EXERCISE INPUTS -
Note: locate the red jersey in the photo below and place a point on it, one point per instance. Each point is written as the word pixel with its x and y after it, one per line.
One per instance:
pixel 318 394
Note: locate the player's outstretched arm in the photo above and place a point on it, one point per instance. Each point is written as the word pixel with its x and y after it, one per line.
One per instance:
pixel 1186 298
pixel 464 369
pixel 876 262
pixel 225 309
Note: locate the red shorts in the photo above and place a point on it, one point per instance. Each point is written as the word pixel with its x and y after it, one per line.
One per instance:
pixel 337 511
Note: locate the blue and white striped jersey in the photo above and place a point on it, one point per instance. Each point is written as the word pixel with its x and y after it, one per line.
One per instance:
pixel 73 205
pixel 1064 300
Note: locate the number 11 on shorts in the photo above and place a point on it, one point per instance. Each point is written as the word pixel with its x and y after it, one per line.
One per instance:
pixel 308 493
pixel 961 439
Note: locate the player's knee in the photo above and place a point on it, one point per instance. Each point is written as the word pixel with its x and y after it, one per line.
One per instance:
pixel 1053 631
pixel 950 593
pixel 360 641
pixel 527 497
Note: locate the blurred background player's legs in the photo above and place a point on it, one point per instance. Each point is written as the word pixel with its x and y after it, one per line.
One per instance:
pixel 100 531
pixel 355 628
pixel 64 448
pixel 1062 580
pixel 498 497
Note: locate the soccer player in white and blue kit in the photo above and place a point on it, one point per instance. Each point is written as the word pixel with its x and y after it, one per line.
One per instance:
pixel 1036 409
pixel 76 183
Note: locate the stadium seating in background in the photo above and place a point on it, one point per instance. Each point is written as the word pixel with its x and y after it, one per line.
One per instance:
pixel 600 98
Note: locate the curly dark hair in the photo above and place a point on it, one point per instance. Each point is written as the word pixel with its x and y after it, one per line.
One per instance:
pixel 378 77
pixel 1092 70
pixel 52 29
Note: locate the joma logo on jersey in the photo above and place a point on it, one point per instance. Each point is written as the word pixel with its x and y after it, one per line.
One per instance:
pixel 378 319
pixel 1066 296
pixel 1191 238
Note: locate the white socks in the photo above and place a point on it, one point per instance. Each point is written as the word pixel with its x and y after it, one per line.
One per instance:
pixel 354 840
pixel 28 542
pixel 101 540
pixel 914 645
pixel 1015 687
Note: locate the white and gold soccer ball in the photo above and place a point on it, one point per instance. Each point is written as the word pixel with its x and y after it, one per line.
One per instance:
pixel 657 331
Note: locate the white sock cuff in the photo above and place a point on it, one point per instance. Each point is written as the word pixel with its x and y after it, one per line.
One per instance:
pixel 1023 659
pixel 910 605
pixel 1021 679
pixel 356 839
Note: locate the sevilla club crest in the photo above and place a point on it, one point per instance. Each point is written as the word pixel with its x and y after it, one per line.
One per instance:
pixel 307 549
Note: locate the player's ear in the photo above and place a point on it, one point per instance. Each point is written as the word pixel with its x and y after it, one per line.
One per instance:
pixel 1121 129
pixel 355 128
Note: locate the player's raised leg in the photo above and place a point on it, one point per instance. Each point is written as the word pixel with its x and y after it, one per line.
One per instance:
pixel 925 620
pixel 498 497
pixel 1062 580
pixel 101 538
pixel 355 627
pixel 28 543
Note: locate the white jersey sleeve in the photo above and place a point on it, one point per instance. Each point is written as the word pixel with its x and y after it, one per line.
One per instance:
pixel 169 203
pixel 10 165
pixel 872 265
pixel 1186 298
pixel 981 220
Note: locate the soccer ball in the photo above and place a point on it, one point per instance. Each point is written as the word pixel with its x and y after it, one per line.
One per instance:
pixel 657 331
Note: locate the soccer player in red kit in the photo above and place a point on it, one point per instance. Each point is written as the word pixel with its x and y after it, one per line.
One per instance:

TRY IT -
Scan the data above. Return every line with "ball" in it.

EXERCISE RESULT -
Note: locate the white and gold soccer ball in the photo above and place a point on it, one point per instance. Each point is written as the word pixel with its x and y after it, one per line.
Note: locate the soccer ball in the photo above and place a point on it, one point per instance. Each point is written as the word pixel with its x and y after it, one per line.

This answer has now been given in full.